2011年06月26日

●6月の鑑賞記録

6/1
ジパング展@日本橋高島屋
 青山さんの刺繍画。黒地に銀糸がキラキラして、とても綺麗。種を明かしてもまだ不思議なアートの玉手箱。池田さんの仏陀。気が遠くなるほどの超絶細密画。その対角に三瀬さんの大迫力壁。その回りに棚田さんの不思議少女彫刻群。黄金の国に花咲く現代アート大興行。

6/4
画家たちの二十歳の原点@平塚市美術館
 二十歳前後という作画年齢を敷居にして、明治から現代までの日本絵画を通観する展示。長寿な大家から夭折の天才まで、その後の展開は様々なれど、画家のテキストには自負心が漲る。時代を超えて、一つの水平線で通観できることが何より素晴らしい。

五十嵐淳展 状態の構築@TOTOギャラリー・間
 何もない宇宙に「状態を構築」するという宣言。そして宙に浮く木軸模型を覗き込んで、その小宇宙を一つ一つ体験する。周辺条件の解説をバッサリと切り捨て、矩形システムだけを見せる。かっこいいなあ!同名本では実空間を紹介していて、二度楽しい。

 ジュングリン@池袋西武ギャラリー
 脳が発火し「意識が動く瞬間」を発見するいうコピーがスマート。アイデアを紹介するスケッチもスマート。キレイで明快な映像展示もスマート。残念なのは作品数が6点と少なめなこと。展覧会というより、有料ショーウィンドウのようだった。

6/5
ボストン美術館浮世絵名品展 錦絵の黄金時代―清長、歌麿、写楽@千葉市美術館
 写楽展と同時期に開催されたのが効果絶大。絵の見え方がぜんぜん違う。清長のスラリとした美人、歌麿の精気あるエロさ。そして写楽のライバル、豊国の上手さと鳥文斎栄之のカッチリとした構図。わずか20年に焦点を当てることで、黄金期が濃厚に感じられた。

◇ ◇ ◇ ◇

§ 指示 1
6月の鑑賞記録で、池袋西武ギャラリーのジュングリン展の作品数は何点とされていますか。
§ 指示 2
6月の鑑賞記録の「2011年06月26日」と「国に花咲く現代アート大興行。」の間を、両端も含めて書き直してください。その際、「玉手箱」を「宝箱」に置き換えてください。
§ 指示 3
6月の鑑賞記録の続きを、最後の文の後から書き進めてください。

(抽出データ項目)
◇ ◇ ◇ ◇

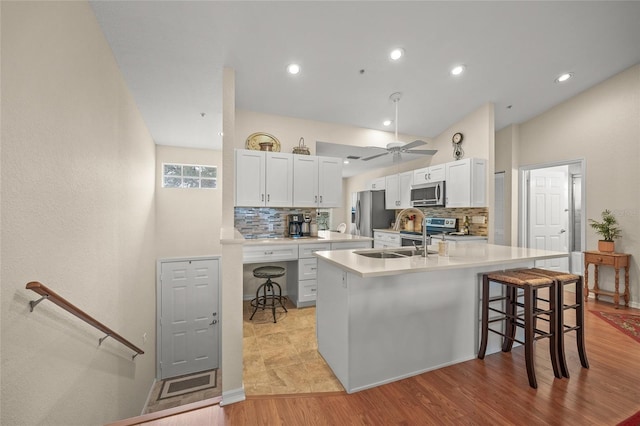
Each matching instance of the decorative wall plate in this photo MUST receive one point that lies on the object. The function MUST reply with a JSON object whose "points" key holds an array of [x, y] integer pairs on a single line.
{"points": [[255, 139]]}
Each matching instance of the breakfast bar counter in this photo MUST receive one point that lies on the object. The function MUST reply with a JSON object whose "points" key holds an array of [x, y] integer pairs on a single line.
{"points": [[382, 320]]}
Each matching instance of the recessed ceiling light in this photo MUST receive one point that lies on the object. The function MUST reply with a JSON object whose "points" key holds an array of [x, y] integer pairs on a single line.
{"points": [[396, 54], [564, 77], [457, 70], [293, 68]]}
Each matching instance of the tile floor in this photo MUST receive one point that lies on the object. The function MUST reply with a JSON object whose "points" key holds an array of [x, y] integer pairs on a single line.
{"points": [[280, 358], [283, 358], [176, 401]]}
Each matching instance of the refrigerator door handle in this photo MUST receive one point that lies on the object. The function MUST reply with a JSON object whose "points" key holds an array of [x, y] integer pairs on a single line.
{"points": [[358, 217]]}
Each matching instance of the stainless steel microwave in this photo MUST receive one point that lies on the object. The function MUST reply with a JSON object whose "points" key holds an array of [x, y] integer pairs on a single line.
{"points": [[427, 194]]}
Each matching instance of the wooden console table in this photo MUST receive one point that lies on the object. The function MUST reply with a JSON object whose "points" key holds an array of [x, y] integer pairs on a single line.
{"points": [[617, 261]]}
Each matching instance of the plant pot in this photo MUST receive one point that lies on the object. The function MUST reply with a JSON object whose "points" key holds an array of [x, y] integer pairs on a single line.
{"points": [[606, 246]]}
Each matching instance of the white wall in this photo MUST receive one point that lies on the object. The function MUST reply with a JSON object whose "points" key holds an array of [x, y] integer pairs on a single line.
{"points": [[188, 220], [478, 131], [78, 215], [602, 126]]}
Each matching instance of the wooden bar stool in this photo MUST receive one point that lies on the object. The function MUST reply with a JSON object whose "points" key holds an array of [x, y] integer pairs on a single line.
{"points": [[562, 279], [269, 297], [518, 284]]}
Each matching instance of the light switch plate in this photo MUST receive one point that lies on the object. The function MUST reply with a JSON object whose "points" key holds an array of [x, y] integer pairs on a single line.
{"points": [[479, 219]]}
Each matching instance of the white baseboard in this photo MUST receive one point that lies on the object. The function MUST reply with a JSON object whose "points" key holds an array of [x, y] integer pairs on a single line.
{"points": [[146, 403], [233, 396]]}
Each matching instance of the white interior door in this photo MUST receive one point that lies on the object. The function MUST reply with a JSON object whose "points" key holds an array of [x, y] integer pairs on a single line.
{"points": [[188, 317], [549, 214]]}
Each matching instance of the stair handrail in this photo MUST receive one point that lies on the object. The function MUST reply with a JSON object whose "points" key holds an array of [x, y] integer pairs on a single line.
{"points": [[52, 296]]}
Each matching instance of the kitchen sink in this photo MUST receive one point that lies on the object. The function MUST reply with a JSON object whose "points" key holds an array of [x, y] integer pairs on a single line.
{"points": [[393, 254], [380, 254]]}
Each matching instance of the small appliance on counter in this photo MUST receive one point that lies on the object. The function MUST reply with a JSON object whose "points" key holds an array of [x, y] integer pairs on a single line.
{"points": [[294, 225], [306, 226]]}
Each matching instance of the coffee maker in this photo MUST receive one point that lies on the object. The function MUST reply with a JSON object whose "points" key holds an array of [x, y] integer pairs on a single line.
{"points": [[306, 226], [294, 225]]}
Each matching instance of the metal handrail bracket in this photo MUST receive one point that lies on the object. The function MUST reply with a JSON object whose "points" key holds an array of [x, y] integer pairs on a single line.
{"points": [[50, 295]]}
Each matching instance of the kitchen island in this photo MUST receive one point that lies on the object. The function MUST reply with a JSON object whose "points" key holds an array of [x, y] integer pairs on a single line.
{"points": [[382, 320]]}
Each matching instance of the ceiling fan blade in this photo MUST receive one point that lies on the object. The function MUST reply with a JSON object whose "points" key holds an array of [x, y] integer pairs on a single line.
{"points": [[422, 151], [375, 156], [414, 144]]}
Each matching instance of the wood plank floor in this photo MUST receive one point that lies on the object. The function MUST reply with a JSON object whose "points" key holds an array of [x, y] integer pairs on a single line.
{"points": [[493, 391]]}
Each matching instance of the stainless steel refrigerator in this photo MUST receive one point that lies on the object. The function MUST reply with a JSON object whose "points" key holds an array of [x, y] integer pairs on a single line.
{"points": [[370, 213]]}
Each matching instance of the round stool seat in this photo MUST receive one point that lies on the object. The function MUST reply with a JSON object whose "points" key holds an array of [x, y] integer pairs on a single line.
{"points": [[268, 272]]}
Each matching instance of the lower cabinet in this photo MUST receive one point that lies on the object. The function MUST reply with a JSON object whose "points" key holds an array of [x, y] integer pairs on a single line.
{"points": [[301, 278]]}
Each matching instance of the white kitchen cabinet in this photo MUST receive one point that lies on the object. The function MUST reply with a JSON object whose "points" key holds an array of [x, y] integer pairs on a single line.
{"points": [[383, 239], [269, 253], [466, 183], [301, 276], [317, 181], [263, 179], [398, 190], [429, 174], [377, 184]]}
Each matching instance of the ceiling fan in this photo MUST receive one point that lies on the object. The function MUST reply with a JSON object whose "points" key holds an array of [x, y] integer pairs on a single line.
{"points": [[397, 147]]}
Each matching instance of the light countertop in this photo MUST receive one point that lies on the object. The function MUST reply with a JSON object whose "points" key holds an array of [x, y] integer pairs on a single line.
{"points": [[464, 255], [323, 237]]}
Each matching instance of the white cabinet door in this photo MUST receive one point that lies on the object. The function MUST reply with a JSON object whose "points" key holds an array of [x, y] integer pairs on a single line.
{"points": [[437, 173], [188, 335], [405, 180], [429, 174], [305, 183], [250, 178], [466, 183], [330, 182], [391, 195], [279, 179], [377, 184], [263, 179]]}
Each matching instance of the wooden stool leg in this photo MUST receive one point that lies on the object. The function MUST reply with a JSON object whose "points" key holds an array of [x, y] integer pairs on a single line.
{"points": [[511, 310], [485, 317], [555, 343], [580, 324], [528, 337]]}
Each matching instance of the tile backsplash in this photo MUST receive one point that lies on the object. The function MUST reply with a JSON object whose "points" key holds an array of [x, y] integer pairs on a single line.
{"points": [[255, 222], [459, 213]]}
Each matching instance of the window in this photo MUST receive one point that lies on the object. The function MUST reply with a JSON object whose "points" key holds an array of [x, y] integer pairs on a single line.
{"points": [[189, 176]]}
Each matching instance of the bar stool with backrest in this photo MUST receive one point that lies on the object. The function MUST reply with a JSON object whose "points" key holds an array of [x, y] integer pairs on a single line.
{"points": [[269, 298], [519, 284], [563, 279]]}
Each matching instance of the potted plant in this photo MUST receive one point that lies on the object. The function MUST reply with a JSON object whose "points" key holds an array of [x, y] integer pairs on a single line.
{"points": [[608, 230]]}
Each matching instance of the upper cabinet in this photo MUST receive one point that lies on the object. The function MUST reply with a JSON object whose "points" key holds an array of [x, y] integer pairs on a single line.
{"points": [[263, 179], [376, 184], [398, 190], [466, 183], [317, 181], [429, 174]]}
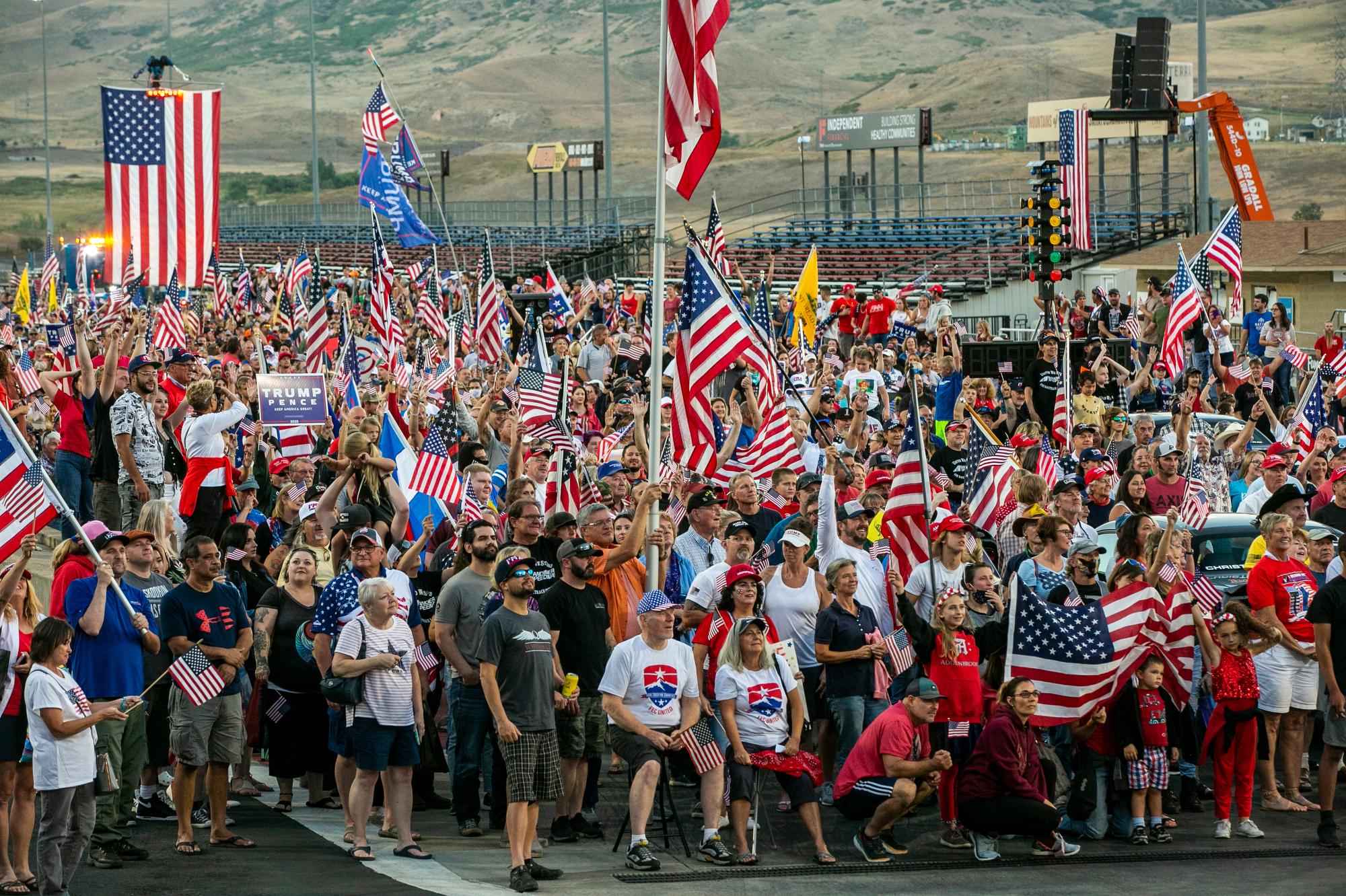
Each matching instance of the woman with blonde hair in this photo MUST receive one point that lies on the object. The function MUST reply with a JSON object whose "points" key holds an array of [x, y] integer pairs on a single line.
{"points": [[20, 618]]}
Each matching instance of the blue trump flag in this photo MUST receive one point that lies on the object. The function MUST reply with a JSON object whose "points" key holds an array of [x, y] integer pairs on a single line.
{"points": [[380, 192]]}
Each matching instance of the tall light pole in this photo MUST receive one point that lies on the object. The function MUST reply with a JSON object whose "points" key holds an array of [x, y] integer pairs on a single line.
{"points": [[1199, 126], [313, 111], [608, 124], [46, 126]]}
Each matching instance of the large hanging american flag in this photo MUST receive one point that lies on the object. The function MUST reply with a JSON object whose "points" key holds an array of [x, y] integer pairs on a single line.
{"points": [[1227, 248], [904, 517], [693, 92], [1080, 657], [379, 118], [1182, 314], [1073, 147], [25, 505], [169, 330], [162, 180], [491, 338]]}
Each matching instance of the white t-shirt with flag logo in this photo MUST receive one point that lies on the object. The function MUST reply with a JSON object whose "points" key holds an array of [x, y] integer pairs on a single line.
{"points": [[652, 683]]}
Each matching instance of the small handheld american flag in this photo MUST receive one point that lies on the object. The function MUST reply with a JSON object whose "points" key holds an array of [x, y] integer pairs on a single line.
{"points": [[901, 657], [196, 676], [702, 749]]}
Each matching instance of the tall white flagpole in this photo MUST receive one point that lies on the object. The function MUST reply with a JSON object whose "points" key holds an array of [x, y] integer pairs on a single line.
{"points": [[652, 571]]}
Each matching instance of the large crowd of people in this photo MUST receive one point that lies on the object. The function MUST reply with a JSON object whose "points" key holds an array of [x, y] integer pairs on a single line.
{"points": [[500, 659]]}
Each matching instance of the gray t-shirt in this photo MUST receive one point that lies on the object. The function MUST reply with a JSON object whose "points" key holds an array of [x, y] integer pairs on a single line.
{"points": [[520, 648], [461, 606]]}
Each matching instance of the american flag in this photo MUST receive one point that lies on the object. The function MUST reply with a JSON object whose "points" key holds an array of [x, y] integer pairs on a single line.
{"points": [[702, 749], [1131, 326], [1296, 356], [1208, 597], [901, 657], [1080, 657], [169, 330], [196, 676], [50, 268], [904, 517], [379, 119], [1073, 146], [715, 239], [491, 340], [435, 474], [1227, 248], [162, 176], [1184, 313], [29, 383], [691, 92], [278, 708]]}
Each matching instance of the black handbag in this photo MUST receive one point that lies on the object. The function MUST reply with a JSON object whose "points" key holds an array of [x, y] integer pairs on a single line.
{"points": [[347, 692]]}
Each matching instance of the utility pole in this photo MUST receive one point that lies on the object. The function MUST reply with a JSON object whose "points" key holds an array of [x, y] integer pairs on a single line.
{"points": [[1200, 130]]}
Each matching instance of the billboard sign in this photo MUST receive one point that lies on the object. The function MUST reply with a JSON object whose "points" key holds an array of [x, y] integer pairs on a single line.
{"points": [[874, 131], [1044, 126]]}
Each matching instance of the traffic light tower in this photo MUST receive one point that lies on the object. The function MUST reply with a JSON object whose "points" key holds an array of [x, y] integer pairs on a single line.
{"points": [[1048, 243]]}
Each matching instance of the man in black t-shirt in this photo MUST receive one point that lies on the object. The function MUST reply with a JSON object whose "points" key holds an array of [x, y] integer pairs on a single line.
{"points": [[1044, 379], [577, 613]]}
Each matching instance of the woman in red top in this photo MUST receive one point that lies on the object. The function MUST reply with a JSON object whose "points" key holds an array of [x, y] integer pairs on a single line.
{"points": [[1279, 593], [1232, 731], [18, 620], [951, 652]]}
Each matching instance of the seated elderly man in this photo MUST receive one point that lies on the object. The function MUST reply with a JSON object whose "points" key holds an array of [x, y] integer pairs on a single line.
{"points": [[652, 695], [890, 770]]}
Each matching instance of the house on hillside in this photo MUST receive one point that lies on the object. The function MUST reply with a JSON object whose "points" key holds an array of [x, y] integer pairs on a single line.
{"points": [[1300, 260], [1258, 128]]}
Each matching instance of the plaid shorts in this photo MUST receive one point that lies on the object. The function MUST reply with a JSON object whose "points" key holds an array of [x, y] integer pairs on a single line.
{"points": [[534, 766], [1152, 770]]}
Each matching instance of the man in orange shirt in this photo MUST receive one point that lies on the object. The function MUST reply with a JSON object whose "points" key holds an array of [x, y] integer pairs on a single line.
{"points": [[620, 574]]}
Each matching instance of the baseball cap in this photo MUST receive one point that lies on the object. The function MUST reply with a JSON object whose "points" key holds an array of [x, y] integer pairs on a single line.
{"points": [[352, 517], [738, 574], [653, 602], [505, 568], [610, 468], [577, 548], [559, 520], [108, 537], [368, 535], [924, 689], [853, 509]]}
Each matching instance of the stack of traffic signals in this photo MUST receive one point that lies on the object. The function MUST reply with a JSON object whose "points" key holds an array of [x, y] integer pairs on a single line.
{"points": [[1049, 227]]}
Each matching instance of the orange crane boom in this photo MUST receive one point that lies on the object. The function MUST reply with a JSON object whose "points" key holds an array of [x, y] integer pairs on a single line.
{"points": [[1236, 154]]}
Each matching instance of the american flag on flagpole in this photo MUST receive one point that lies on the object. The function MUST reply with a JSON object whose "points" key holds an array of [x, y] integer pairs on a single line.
{"points": [[169, 330], [1227, 248], [196, 676], [691, 92], [1080, 657], [1073, 147], [702, 749], [161, 180], [379, 118]]}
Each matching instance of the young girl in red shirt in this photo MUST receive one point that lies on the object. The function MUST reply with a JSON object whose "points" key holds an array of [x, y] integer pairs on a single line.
{"points": [[1232, 731], [951, 653]]}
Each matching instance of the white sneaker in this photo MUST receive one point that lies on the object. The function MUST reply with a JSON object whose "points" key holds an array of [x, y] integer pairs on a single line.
{"points": [[1250, 829]]}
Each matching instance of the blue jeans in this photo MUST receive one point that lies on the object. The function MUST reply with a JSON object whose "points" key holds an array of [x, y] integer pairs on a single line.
{"points": [[75, 485], [853, 715], [472, 724]]}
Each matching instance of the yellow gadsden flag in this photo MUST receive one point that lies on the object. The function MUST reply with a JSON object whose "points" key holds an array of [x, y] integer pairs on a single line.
{"points": [[807, 298], [24, 299]]}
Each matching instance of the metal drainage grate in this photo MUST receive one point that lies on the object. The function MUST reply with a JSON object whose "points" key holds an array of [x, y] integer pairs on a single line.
{"points": [[900, 867]]}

◇ ◇ ◇ ◇

§ 解答 1
6点です。

§ 解答 2
2011年06月26日

●6月の鑑賞記録

6/1
ジパング展@日本橋高島屋
 青山さんの刺繍画。黒地に銀糸がキラキラして、とても綺麗。種を明かしてもまだ不思議なアートの宝箱。池田さんの仏陀。気が遠くなるほどの超絶細密画。その対角に三瀬さんの大迫力壁。その回りに棚田さんの不思議少女彫刻群。黄金の国に花咲く現代アート大興行。

§ 解答 3
 岡本秋暉とその師友@千葉市美術館
 柏の誇る摘水軒コレクションを中心とした展示。樹に雉がとまっていたり、鶴が脚を揃えて屈んでいたり、鶏が異様に男前だったり。特徴ある構図と、華麗な極彩色に引き込まれた。嘴や羽の一部に用いられる赤も妙にエロチックで効果的。

6/10
名和晃平-シンセシス-@東京都現代美術館
 現代アート最強のヒーローにしてヒロインが贈る、渾身の回遊型企画展。空間の変化に合わせて作品を替え、照明を替えて構成された回廊は、見応え十分。

6/12
 写楽@東京国立博物館平成館
 集客力のあるブランド「写楽」を前面に出し、写楽とその時代の浮世絵画家を紹介する超大型企画展。この展示を見ずして今年は語れない。
 出品作品のラインナップも章構成も良いけれども、音声ガイドはかなり平坦。もう一歩踏み込む執念が欲しかった。

 レンブラント 光の探求|闇の誘惑@国立西洋美術館
 馬の向き、群衆の位置といった構図の推敲。和紙、ベェラムといった素材に応じて硬く柔らかく白く黒く変化する光。それらを見比べることで、彼の創作に立ち会っている気分でドキドキ。更に若いカップルで埋まる館内のアウェイ感がすごい。観られて本当に良かった。

6/18
森と芸術@東京都庭園美術館
 驚くほどに精緻な劇場名場面点刻版画、明るい黄色が美しいゴーギャンの油彩画、想像と妄想が膨らむメルヘン画。ダイジェスト日本編のあとに美術館の庭園。多様な森の世界を紐解き、場所の利を最大限に活かした構成がとても良かった。

歌川国芳展(前期)@太田記念美術館
 猫大好きユーモアタップリの世界を観に行ったら、実は武者絵と妖怪が跳梁跋扈する江戸版少年ジャンプの世界だった。その躍動感と濃いキャラクター群に圧倒された。猫は後期。

 五十嵐淳展 状態の構築@TOTOギャラリー・間
 無から生成される状態群としての建築。かっこ良いなあ。

不滅のシンボル 鳳凰と獅子@サントリー美術館(前期)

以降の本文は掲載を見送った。